## begin

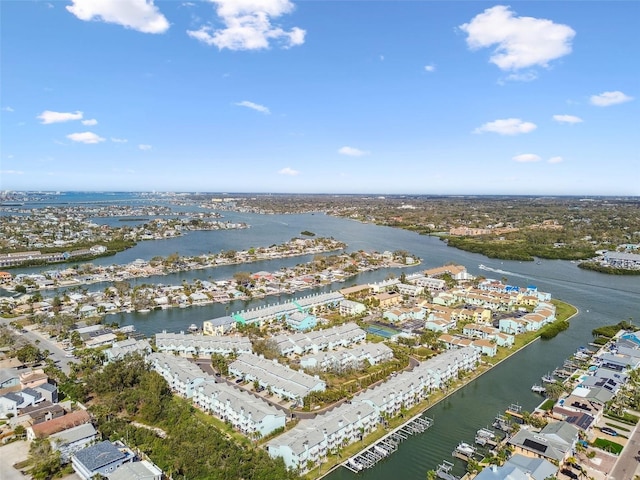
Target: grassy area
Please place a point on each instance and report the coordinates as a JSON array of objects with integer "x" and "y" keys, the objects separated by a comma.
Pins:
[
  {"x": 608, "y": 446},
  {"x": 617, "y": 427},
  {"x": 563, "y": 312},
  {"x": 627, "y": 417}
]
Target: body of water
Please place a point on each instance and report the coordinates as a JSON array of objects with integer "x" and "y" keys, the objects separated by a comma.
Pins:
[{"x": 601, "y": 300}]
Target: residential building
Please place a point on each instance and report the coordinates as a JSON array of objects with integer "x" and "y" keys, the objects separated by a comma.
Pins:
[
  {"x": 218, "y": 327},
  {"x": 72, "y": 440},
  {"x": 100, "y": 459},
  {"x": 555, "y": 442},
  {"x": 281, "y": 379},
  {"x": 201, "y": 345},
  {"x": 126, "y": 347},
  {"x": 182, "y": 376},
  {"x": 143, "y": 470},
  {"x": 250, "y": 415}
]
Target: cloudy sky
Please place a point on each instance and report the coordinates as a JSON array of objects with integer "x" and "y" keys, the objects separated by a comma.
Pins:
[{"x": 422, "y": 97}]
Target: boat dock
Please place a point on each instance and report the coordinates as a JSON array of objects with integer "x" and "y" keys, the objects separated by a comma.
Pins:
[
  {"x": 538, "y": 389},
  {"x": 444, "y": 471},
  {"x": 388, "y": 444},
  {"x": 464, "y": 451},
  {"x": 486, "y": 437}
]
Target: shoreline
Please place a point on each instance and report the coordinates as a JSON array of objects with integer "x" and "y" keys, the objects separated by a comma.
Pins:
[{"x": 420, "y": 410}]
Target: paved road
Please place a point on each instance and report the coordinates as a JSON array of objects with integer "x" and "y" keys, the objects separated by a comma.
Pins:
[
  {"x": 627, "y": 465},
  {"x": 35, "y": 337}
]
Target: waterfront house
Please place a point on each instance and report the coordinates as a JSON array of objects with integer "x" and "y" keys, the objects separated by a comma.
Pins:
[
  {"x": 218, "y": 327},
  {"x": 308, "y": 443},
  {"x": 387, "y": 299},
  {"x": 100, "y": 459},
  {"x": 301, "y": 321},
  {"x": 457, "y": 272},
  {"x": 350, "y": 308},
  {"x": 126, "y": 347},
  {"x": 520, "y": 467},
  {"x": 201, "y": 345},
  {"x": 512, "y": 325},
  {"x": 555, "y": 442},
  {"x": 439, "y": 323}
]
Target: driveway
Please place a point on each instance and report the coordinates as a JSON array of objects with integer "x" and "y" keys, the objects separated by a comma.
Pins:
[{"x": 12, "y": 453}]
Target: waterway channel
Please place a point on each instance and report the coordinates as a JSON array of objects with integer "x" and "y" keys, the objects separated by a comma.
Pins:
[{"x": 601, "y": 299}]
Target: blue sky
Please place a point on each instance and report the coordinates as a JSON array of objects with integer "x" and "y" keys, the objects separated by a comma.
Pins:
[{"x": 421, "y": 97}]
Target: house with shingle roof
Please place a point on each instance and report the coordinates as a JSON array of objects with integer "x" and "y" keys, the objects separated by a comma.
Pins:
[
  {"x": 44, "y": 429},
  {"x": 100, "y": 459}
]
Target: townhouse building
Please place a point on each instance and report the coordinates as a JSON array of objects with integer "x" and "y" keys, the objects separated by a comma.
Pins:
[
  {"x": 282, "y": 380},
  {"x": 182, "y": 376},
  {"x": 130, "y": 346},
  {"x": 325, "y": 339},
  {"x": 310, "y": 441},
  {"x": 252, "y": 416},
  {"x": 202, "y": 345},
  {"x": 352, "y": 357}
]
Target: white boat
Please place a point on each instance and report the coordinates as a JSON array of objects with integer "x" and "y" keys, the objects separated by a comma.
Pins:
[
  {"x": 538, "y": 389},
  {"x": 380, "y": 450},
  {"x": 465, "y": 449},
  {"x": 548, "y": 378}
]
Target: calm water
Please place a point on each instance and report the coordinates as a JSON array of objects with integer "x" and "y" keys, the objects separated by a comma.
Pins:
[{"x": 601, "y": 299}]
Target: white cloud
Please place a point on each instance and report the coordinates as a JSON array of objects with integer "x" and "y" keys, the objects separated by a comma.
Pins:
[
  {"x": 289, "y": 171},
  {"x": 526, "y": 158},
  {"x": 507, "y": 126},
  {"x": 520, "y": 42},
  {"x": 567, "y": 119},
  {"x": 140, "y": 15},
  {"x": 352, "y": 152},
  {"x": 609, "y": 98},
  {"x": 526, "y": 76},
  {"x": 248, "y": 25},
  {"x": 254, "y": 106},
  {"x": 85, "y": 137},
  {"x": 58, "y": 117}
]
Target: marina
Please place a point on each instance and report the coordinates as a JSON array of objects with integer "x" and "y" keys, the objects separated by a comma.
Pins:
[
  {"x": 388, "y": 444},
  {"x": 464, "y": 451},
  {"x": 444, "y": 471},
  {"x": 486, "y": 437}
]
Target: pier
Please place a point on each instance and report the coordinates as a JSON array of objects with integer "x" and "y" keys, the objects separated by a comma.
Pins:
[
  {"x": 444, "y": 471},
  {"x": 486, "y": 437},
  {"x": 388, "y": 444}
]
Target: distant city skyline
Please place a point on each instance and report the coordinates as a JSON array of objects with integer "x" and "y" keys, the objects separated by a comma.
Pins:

## end

• **WRITTEN REQUEST**:
Copy exactly, word for word, the line with "Target: calm water" through the final line of the listing.

• **EXERCISE SOLUTION**:
Target: calm water
Please place a point on each instance and report the coordinates as a JSON array of objects with integer "x" and "y" keys, the objects separated by a comma.
Pins:
[{"x": 601, "y": 299}]
Target: white cloud
Please place a point on each instance and report the coordinates as a JSON array of objects with integer "x" and "y" keys, the objects separated by a comma.
Pins:
[
  {"x": 289, "y": 171},
  {"x": 526, "y": 158},
  {"x": 507, "y": 126},
  {"x": 520, "y": 42},
  {"x": 567, "y": 119},
  {"x": 140, "y": 15},
  {"x": 352, "y": 152},
  {"x": 609, "y": 98},
  {"x": 526, "y": 76},
  {"x": 248, "y": 25},
  {"x": 254, "y": 106},
  {"x": 85, "y": 137},
  {"x": 58, "y": 117}
]
Target: marina
Please place a point on each instance and report the coordinates as a JSON array of objects with integer "x" and "y" keys, the objects separated by a comma.
Pins:
[
  {"x": 388, "y": 444},
  {"x": 464, "y": 451},
  {"x": 444, "y": 471},
  {"x": 486, "y": 437}
]
Target: pier
Please place a point on each instance and report the coordinates as a JSON array of objects with integer "x" and "y" keys, the objects separated by a comma.
Pins:
[
  {"x": 444, "y": 471},
  {"x": 486, "y": 437},
  {"x": 388, "y": 444}
]
Target: distant city skyline
Please place a point on each instance and report the coordinates as a JSON array of objects with integer "x" and "y" keys, the objects separated by a comma.
Pins:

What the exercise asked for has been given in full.